# RECORD EXCERPTS
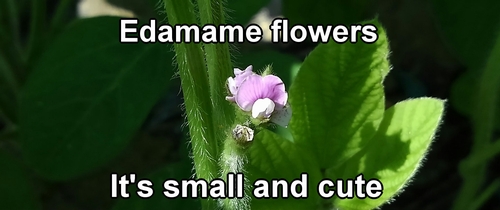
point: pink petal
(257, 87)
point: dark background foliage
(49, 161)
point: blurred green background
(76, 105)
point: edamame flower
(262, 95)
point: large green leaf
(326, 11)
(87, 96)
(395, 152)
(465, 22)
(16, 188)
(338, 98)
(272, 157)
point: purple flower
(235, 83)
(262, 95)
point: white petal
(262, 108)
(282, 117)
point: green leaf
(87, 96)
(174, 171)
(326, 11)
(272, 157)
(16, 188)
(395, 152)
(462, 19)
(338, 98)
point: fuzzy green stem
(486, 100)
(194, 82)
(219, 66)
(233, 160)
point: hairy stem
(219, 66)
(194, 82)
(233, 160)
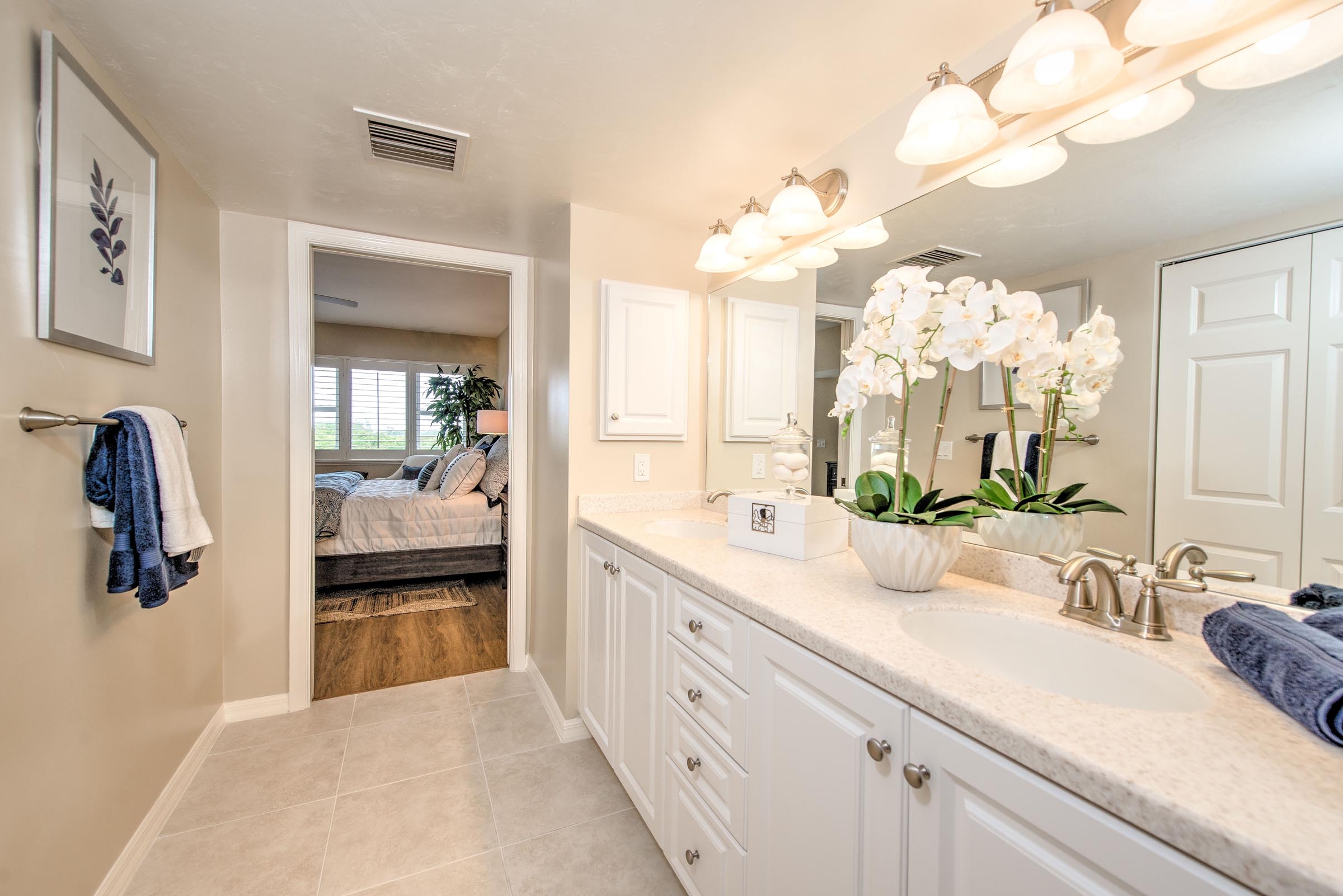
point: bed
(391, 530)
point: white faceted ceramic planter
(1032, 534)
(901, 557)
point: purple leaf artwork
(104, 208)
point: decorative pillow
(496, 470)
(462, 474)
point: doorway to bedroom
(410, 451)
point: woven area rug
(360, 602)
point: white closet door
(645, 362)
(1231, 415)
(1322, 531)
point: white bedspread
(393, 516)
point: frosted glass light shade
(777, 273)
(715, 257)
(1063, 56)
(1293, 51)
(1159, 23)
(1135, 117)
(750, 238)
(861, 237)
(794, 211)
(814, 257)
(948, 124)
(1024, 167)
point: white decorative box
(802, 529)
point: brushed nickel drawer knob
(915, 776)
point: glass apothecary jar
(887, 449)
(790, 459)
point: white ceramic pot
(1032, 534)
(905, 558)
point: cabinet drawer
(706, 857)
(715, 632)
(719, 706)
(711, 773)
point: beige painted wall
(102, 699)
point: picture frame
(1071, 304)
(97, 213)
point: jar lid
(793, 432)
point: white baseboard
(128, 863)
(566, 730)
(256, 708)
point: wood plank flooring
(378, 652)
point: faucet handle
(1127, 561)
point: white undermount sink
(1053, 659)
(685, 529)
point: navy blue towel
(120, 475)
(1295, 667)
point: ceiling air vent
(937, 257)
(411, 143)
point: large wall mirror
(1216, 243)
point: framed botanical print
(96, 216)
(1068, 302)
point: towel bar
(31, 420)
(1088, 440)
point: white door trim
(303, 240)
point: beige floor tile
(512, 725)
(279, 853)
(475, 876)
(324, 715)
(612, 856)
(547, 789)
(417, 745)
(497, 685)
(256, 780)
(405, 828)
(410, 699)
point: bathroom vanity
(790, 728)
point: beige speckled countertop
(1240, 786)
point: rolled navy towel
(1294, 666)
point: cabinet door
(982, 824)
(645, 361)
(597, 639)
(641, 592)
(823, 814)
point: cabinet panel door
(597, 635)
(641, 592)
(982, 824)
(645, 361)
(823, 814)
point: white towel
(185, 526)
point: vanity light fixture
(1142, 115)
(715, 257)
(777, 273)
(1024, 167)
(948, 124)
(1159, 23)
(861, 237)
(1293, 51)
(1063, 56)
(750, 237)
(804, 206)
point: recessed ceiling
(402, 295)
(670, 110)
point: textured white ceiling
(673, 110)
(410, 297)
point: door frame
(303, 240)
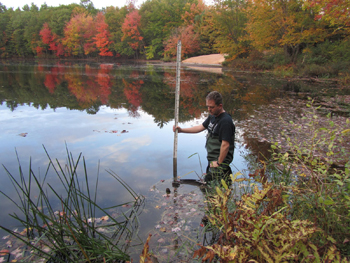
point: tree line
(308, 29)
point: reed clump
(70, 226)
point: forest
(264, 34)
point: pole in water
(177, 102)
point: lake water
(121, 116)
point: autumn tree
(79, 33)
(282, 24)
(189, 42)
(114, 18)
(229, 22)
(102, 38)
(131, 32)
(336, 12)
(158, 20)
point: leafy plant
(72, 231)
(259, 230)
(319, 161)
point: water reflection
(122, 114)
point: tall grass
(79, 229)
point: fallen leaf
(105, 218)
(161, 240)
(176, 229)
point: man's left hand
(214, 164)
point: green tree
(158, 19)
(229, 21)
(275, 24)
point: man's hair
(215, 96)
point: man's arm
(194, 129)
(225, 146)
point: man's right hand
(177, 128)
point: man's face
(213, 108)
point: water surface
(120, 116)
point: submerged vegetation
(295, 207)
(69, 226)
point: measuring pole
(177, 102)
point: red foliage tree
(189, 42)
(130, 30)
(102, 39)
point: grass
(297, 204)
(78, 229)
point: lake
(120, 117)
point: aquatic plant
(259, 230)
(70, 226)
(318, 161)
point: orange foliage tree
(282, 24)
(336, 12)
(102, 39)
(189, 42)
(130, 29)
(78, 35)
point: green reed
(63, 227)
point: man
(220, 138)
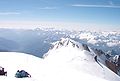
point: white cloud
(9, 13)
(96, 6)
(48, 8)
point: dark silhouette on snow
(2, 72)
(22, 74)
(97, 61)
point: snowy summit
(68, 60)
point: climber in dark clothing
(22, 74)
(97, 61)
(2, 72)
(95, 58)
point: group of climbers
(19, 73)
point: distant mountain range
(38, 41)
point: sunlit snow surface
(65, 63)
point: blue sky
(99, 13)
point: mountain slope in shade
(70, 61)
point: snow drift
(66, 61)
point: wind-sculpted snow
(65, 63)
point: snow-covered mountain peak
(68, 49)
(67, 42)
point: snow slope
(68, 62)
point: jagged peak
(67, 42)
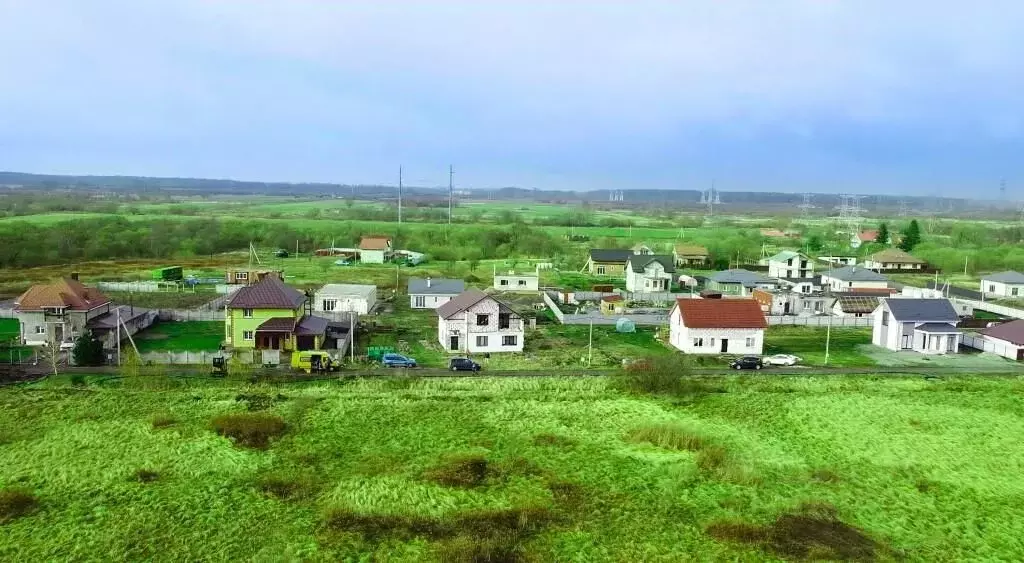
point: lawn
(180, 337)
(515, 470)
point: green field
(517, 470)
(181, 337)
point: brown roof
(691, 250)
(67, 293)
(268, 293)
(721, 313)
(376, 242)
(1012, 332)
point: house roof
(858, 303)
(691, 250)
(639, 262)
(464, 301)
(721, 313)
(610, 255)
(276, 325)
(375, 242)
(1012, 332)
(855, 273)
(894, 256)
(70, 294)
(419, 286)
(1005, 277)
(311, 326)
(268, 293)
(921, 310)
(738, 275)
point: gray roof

# REQUEST
Copy out all of the items above word for word, but leave out the pictures.

# OUTPUT OF THE EXERCISE
point: pink petal
(257, 87)
point: dark background foliage
(49, 161)
point: blurred green background
(76, 105)
point: edamame flower
(262, 95)
point: large green leaf
(326, 11)
(87, 96)
(395, 152)
(465, 22)
(16, 188)
(338, 98)
(272, 157)
point: purple flower
(235, 83)
(262, 95)
point: white petal
(262, 108)
(282, 117)
point: green leaf
(87, 96)
(174, 171)
(326, 11)
(272, 157)
(16, 188)
(395, 152)
(462, 19)
(338, 98)
point: fuzzy green stem
(486, 100)
(194, 82)
(219, 66)
(233, 160)
point: hairy stem
(219, 66)
(194, 82)
(233, 160)
point: bed
(391, 530)
point: white faceted ceramic planter
(1032, 534)
(901, 557)
point: purple leaf artwork
(104, 208)
point: decorative pillow
(496, 470)
(462, 474)
point: doorway to bedroom
(410, 451)
point: woven area rug
(360, 602)
point: white closet door
(645, 362)
(1231, 415)
(1322, 531)
point: white bedspread
(393, 516)
point: frosted glass light shade
(777, 273)
(715, 257)
(1063, 56)
(1293, 51)
(1159, 23)
(1135, 117)
(750, 238)
(861, 237)
(794, 211)
(814, 257)
(948, 124)
(1024, 167)
point: white decorative box
(802, 529)
point: brushed nickel drawer knob
(915, 776)
point: glass apothecary jar
(887, 449)
(790, 459)
point: white ceramic pot
(1032, 534)
(905, 558)
point: cabinet drawer
(706, 857)
(715, 632)
(719, 706)
(711, 773)
point: beige painted wall
(102, 699)
point: picture frame
(1071, 304)
(97, 213)
point: jar lid
(793, 432)
point: white baseboard
(128, 863)
(566, 730)
(256, 708)
point: wood plank flooring
(378, 652)
point: faucet handle
(1127, 561)
point: white undermount sink
(1053, 659)
(685, 529)
point: navy blue towel
(120, 475)
(1295, 667)
point: ceiling air vent
(937, 257)
(411, 143)
point: large wall mirror
(1216, 243)
point: framed botanical print
(96, 216)
(1068, 302)
point: towel bar
(31, 420)
(1088, 440)
point: white door trim
(303, 240)
point: beige floor tile
(512, 725)
(279, 853)
(475, 876)
(324, 715)
(612, 856)
(547, 789)
(417, 745)
(497, 685)
(256, 780)
(405, 828)
(410, 699)
point: bathroom vanity
(790, 728)
point: beige speckled countertop
(1240, 786)
point: rolled navy towel
(1294, 666)
point: cabinet door
(982, 824)
(645, 361)
(597, 639)
(641, 592)
(823, 814)
point: cabinet panel door
(597, 635)
(641, 592)
(982, 824)
(645, 361)
(823, 814)
point: white towel
(185, 526)
point: vanity light fixture
(1142, 115)
(715, 257)
(777, 273)
(1024, 167)
(948, 124)
(1159, 23)
(861, 237)
(1293, 51)
(1063, 56)
(750, 237)
(804, 206)
point: recessed ceiling
(402, 295)
(670, 110)
point: textured white ceiling
(673, 110)
(410, 297)
point: door frame
(303, 240)
point: tree line
(308, 29)
point: reed clump
(70, 226)
point: forest
(264, 34)
point: pole in water
(177, 102)
point: lake water
(121, 116)
point: autumn tree
(79, 33)
(282, 24)
(189, 42)
(114, 18)
(229, 22)
(102, 38)
(131, 32)
(336, 12)
(158, 20)
point: leafy plant
(72, 231)
(259, 230)
(319, 161)
point: water reflection
(122, 114)
point: tall grass
(79, 229)
point: fallen leaf
(105, 218)
(161, 240)
(176, 229)
point: man's left hand
(214, 164)
point: green tree
(158, 19)
(229, 21)
(275, 24)
point: man's hair
(215, 96)
point: man's arm
(194, 129)
(225, 146)
point: man's right hand
(177, 128)
point: man's face
(213, 108)
point: water surface
(120, 116)
point: submerged vegetation
(295, 207)
(69, 226)
point: measuring pole
(177, 102)
point: red foliage tree
(189, 42)
(130, 30)
(102, 39)
point: grass
(297, 204)
(78, 229)
point: lake
(120, 117)
point: aquatic plant
(259, 230)
(70, 226)
(318, 161)
point: orange foliage tree
(282, 24)
(336, 12)
(102, 39)
(189, 42)
(130, 29)
(78, 35)
point: green reed
(63, 227)
point: man
(220, 138)
point: white cloud
(9, 13)
(96, 6)
(48, 8)
point: dark silhouette on snow
(2, 72)
(22, 74)
(97, 61)
point: snowy summit
(68, 60)
point: climber in dark clothing
(22, 74)
(97, 61)
(2, 72)
(95, 58)
point: group of climbers
(19, 73)
point: distant mountain range
(38, 41)
point: sunlit snow surface
(65, 63)
point: blue sky
(99, 13)
point: mountain slope in shade
(70, 61)
point: snow drift
(66, 61)
point: wind-sculpted snow
(65, 63)
point: snow-covered mountain peak
(68, 49)
(67, 42)
point: snow slope
(68, 62)
point: jagged peak
(67, 42)
point: lawn
(180, 337)
(515, 470)
point: green field
(517, 470)
(181, 337)
point: brown roof
(691, 250)
(67, 293)
(268, 293)
(721, 313)
(376, 242)
(1012, 332)
point: house roof
(858, 303)
(691, 250)
(639, 262)
(464, 301)
(721, 313)
(610, 255)
(276, 325)
(375, 242)
(1012, 332)
(855, 273)
(894, 256)
(70, 294)
(419, 286)
(1005, 277)
(311, 326)
(268, 293)
(921, 310)
(738, 275)
point: gray roof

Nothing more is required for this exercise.